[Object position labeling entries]

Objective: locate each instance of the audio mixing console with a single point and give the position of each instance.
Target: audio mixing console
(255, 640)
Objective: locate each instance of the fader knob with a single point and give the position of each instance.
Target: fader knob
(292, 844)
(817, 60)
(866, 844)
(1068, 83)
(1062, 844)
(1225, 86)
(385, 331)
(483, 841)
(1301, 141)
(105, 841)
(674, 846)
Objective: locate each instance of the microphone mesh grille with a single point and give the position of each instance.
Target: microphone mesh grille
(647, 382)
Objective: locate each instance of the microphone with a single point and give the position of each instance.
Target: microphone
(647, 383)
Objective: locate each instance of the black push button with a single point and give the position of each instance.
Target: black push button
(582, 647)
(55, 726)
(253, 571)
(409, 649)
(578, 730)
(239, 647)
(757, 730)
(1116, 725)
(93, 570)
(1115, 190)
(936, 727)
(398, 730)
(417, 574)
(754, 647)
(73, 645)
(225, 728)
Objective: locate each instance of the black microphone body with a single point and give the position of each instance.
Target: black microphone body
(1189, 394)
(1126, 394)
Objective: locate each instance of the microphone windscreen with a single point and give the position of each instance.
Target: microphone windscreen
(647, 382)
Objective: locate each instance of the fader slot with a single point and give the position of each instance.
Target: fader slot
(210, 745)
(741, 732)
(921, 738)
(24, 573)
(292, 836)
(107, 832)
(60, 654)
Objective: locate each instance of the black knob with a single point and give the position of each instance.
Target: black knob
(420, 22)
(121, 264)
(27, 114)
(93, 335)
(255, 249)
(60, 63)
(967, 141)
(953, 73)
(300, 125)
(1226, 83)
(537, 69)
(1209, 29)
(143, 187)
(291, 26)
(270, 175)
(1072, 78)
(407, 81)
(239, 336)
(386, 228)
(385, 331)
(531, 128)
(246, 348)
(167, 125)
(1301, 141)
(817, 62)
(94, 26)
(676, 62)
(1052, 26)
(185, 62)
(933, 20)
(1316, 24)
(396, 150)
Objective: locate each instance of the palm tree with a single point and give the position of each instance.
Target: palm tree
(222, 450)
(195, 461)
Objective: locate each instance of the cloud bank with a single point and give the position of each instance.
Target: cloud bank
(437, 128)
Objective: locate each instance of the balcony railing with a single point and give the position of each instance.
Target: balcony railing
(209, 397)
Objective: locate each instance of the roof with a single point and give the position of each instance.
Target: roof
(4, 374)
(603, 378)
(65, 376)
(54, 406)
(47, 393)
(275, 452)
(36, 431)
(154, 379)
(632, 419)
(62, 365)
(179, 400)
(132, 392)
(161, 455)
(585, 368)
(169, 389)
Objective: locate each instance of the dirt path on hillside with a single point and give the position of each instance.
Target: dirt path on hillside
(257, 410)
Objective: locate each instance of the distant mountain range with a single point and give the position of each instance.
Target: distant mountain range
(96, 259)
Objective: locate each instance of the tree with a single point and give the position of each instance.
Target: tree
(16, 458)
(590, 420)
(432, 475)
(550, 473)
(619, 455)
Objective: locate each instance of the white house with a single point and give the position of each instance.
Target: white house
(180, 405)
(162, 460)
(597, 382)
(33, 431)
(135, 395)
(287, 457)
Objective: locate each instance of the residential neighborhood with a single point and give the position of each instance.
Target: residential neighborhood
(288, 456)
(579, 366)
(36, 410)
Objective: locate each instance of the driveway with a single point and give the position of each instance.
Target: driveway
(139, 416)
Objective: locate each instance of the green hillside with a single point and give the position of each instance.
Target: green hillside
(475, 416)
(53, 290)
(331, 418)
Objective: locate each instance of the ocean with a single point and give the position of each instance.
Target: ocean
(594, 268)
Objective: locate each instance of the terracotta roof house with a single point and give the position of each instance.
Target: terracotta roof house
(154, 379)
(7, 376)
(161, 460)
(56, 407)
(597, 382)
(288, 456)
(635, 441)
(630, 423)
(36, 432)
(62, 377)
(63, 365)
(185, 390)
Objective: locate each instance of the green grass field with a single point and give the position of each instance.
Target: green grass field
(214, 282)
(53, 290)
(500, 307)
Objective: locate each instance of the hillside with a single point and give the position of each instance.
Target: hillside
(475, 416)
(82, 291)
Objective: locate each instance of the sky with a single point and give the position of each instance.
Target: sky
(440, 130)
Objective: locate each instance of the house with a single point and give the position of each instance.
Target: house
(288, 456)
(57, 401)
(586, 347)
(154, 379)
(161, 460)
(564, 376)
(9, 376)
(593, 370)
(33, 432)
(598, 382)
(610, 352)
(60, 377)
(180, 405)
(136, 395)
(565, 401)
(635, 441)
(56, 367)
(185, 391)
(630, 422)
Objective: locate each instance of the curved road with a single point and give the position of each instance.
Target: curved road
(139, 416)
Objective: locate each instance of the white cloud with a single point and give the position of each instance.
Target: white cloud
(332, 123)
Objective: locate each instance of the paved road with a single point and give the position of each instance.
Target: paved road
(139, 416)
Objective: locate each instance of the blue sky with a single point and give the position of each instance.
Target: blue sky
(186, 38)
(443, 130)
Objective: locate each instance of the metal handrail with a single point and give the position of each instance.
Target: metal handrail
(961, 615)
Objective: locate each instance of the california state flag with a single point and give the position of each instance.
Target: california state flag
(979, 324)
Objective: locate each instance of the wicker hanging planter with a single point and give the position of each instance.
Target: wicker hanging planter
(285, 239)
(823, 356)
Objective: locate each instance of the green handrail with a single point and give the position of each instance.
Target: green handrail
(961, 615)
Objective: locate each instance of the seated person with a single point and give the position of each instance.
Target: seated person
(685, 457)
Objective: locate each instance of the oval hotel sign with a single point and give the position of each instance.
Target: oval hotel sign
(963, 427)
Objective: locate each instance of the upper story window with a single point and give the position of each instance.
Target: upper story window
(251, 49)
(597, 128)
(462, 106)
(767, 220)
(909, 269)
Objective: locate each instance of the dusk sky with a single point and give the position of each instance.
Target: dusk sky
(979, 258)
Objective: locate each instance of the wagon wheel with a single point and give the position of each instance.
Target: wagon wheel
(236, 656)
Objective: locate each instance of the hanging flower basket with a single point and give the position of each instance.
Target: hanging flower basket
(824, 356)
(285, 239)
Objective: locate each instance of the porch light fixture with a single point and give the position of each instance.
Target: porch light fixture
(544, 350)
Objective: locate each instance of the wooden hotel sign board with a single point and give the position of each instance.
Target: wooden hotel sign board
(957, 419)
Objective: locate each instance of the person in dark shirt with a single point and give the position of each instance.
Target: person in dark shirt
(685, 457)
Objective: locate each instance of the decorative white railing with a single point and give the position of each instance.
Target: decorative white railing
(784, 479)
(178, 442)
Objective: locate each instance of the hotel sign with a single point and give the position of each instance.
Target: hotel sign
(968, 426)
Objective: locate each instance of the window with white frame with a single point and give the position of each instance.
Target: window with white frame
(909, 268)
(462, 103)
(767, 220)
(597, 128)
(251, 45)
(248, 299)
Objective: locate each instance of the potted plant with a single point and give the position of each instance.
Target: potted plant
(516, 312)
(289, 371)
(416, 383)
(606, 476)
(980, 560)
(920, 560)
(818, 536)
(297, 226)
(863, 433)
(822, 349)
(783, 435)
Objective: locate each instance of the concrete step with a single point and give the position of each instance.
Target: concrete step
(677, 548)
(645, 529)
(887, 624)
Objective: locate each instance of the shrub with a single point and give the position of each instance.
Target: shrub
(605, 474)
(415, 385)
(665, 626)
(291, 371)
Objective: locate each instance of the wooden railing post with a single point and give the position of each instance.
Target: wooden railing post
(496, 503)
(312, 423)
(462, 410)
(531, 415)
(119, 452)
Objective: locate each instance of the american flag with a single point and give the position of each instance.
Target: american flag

▸ **TASK TO CARRY OUT**
All of the entries above must be quoted exactly.

▸ **SOLUTION FOR THIS TASK**
Objective: locate each instance of the audio mixing console with a single point and give the position of each instance.
Target: audio mixing console
(255, 640)
Objective: locate each instance of the fader knob with a single point and give the position of each instance.
Target: fader knob
(292, 844)
(817, 60)
(866, 844)
(1068, 83)
(1062, 844)
(1225, 86)
(385, 331)
(483, 841)
(1301, 141)
(105, 841)
(674, 846)
Objective: locate each instance of the microphone mesh grille with a single point and give the position of each instance.
Target: microphone mesh grille
(647, 382)
Objective: locate each instance of the microphone with a single point and give the position of each instance.
Target: microphone
(647, 383)
Objective: locate each instance of the black push button with a single point and give the position of each instance.
Target: black push button
(582, 647)
(55, 726)
(253, 571)
(409, 649)
(578, 730)
(239, 647)
(757, 730)
(1116, 725)
(93, 570)
(1115, 190)
(936, 727)
(398, 730)
(417, 574)
(754, 647)
(73, 645)
(225, 728)
Objective: locate each instance of the black microphone body with a single point and give the position of each instance.
Target: black microphone body
(1189, 394)
(1126, 394)
Objective: locate each instance of the microphone windscreen with a single point and give the position of each instance.
Target: microphone windscreen
(647, 382)
Objective: locate each instance of the fader slot with a single point and give the position of each instance.
Target: fader slot
(210, 745)
(741, 732)
(921, 738)
(24, 573)
(292, 836)
(107, 832)
(60, 654)
Objective: locate each instance of the black knob with a single point and give the position of each instance.
Target: black knob
(420, 22)
(121, 264)
(27, 114)
(93, 335)
(255, 249)
(60, 63)
(967, 141)
(953, 73)
(300, 125)
(1226, 83)
(537, 69)
(1209, 29)
(143, 187)
(291, 26)
(270, 175)
(1072, 78)
(407, 81)
(239, 336)
(386, 228)
(385, 331)
(531, 128)
(246, 348)
(167, 125)
(1301, 141)
(817, 62)
(94, 26)
(676, 62)
(1052, 26)
(185, 62)
(933, 20)
(1316, 24)
(396, 150)
Objective: locate each instance of the palm tree with a single point and give the position of each instance.
Target: palm tree
(222, 450)
(195, 461)
Objective: locate each instance of the cloud bank with a single point and give the position of each instance.
Target: cloud bank
(437, 128)
Objective: locate each instance of the balcony railing with a single point and give the position of each instance.
Target: balcony railing
(209, 397)
Objective: locate each instance of the roof with a single point and give the position of each instance.
Target: roof
(4, 374)
(603, 378)
(65, 376)
(54, 406)
(47, 393)
(275, 452)
(36, 431)
(154, 379)
(632, 419)
(62, 365)
(179, 400)
(132, 392)
(161, 455)
(585, 368)
(169, 389)
Objective: locate each instance of the dirt path on hillside with a single point and give the position of each instance.
Target: dirt path on hillside
(257, 410)
Objective: locate each instance of the distant mountain range with a single point and give the position of each instance.
Target: distant mountain range
(96, 259)
Objective: locate each instance of the tree with a single point and give the position of each instance.
Target: tree
(16, 458)
(590, 420)
(432, 475)
(550, 473)
(619, 455)
Objective: locate each instance of the white house with a single point and give the position of each instance.
Target: white house
(180, 405)
(162, 460)
(597, 382)
(33, 431)
(135, 395)
(287, 457)
Objective: locate each instance of the residential neighborhood with a single point and give the position of each instance.
Target: residential neighborhood
(288, 456)
(579, 366)
(36, 410)
Objective: locate each instance of the driveway with a single point and give the position of each instance.
Target: driveway
(139, 416)
Objective: locate each instance of the green hillside with a single point and give the position of each instance.
Target: green hillside
(475, 416)
(53, 290)
(331, 418)
Objective: locate each instance of the ocean with a single point and give the position of each instance.
Target: ocean
(594, 268)
Objective: locate each instance of the terracotta roof house with a single point and give the position of each instance.
Target: terracotta roof house
(154, 379)
(7, 376)
(161, 460)
(56, 407)
(597, 382)
(288, 456)
(635, 441)
(630, 423)
(36, 432)
(62, 377)
(63, 365)
(185, 390)
Objective: locate each instance of the green grass field with a single point and give the position of each instance.
Target: green grass field
(214, 282)
(53, 290)
(500, 307)
Objective: locate each instance of the hillside with a single point and give the position of each instance.
Target: hillside
(475, 416)
(82, 291)
Objective: locate each instance of the sky with a single point and give the position of each instance.
Target: sky
(440, 130)
Objective: locate each instance of the house with a single point and give the position of each instance.
Target: house
(288, 456)
(57, 401)
(586, 347)
(154, 379)
(161, 460)
(564, 376)
(9, 376)
(593, 370)
(33, 432)
(598, 382)
(610, 352)
(60, 377)
(180, 405)
(136, 395)
(565, 401)
(635, 441)
(56, 367)
(185, 391)
(630, 422)
Objective: locate each instance of the curved road with a single point and give the position of each instance.
Target: curved road
(139, 416)
Objective: locate each instance of the white cloud with a single point and give the position of each instance.
Target: white cloud
(332, 123)
Objective: locate each instance of the paved road with a single point and give the position of each instance.
Target: paved road
(139, 416)
Objective: locate each instance of the blue sky with a single point and give the position of each instance.
Target: blue sky
(186, 38)
(443, 130)
Objective: locate each instance of the metal handrail with a single point and give the position of each instance.
Target: metal handrail
(961, 615)
Objective: locate each instance of the california state flag with a single point and give the position of each instance.
Target: california state flag
(979, 324)
Objective: locate each instance of the wicker hanging planter with a single point and give the position of each instance.
Target: wicker hanging planter
(285, 239)
(823, 356)
Objective: locate each instance of the green handrail with a single point and give the position of each instance.
Target: green handrail
(961, 615)
Objective: locate each instance of the seated person with a single point and give the position of each instance.
Target: seated person
(685, 457)
Objective: locate each instance of the oval hotel sign with a single point and give the position of each instance.
Target: oval hotel sign
(963, 427)
Objective: locate each instance of the upper story window with a single point and give the position of each instance.
Target: upper story window
(251, 49)
(597, 128)
(462, 106)
(767, 220)
(909, 269)
Objective: locate each instance of the dusk sky with a single point and give the position of each instance.
Target: dusk sky
(979, 258)
Objective: locate each instance of the wagon wheel with a single point and give the position of each instance.
Target: wagon wheel
(236, 656)
Objective: locate each instance of the hanging flower basket with a single point and give the position of each instance.
Target: hanging flower basket
(824, 356)
(285, 239)
Objective: locate each instance of the porch light fixture with a single point and give the position of each instance.
Target: porch light fixture
(544, 350)
Objective: locate each instance of the wooden hotel sign board with a single point and give the position of each instance.
Target: wooden hotel sign board
(957, 419)
Objective: locate each instance of the person in dark shirt with a single point and give the position of each instance.
Target: person in dark shirt
(685, 457)
Objective: locate each instance of the decorative white railing with a single point and give the position of each instance.
Target: decorative white railing
(784, 479)
(178, 442)
Objective: locate each instance of the hotel sign with a single point and give the position of each instance.
Target: hotel sign
(968, 426)
Objective: locate each instance of the window with white frame with a single point and give the position of each instance.
Target: window with white frame
(909, 268)
(462, 103)
(767, 220)
(597, 128)
(251, 45)
(248, 299)
Objective: locate each instance of the potted plant with a single point and give the position of each instance.
Target: potted plant
(516, 312)
(289, 371)
(416, 383)
(606, 476)
(980, 560)
(920, 560)
(818, 536)
(297, 226)
(863, 433)
(822, 349)
(783, 435)
Objective: locate each instance of the concrete step with a single point and give the position of each instance.
Target: concrete step
(677, 548)
(645, 529)
(887, 624)
Objective: locate each instance of the shrub with a single point and give the position of each instance.
Target: shrub
(605, 474)
(415, 385)
(665, 626)
(291, 371)
Objective: locate each instance of the wooden railing post with a single point and give the position of each instance.
Target: wooden railing post
(496, 503)
(312, 423)
(462, 410)
(531, 415)
(119, 452)
Objective: locate each instance of the american flag with a single point and give the position of each instance.
Target: american flag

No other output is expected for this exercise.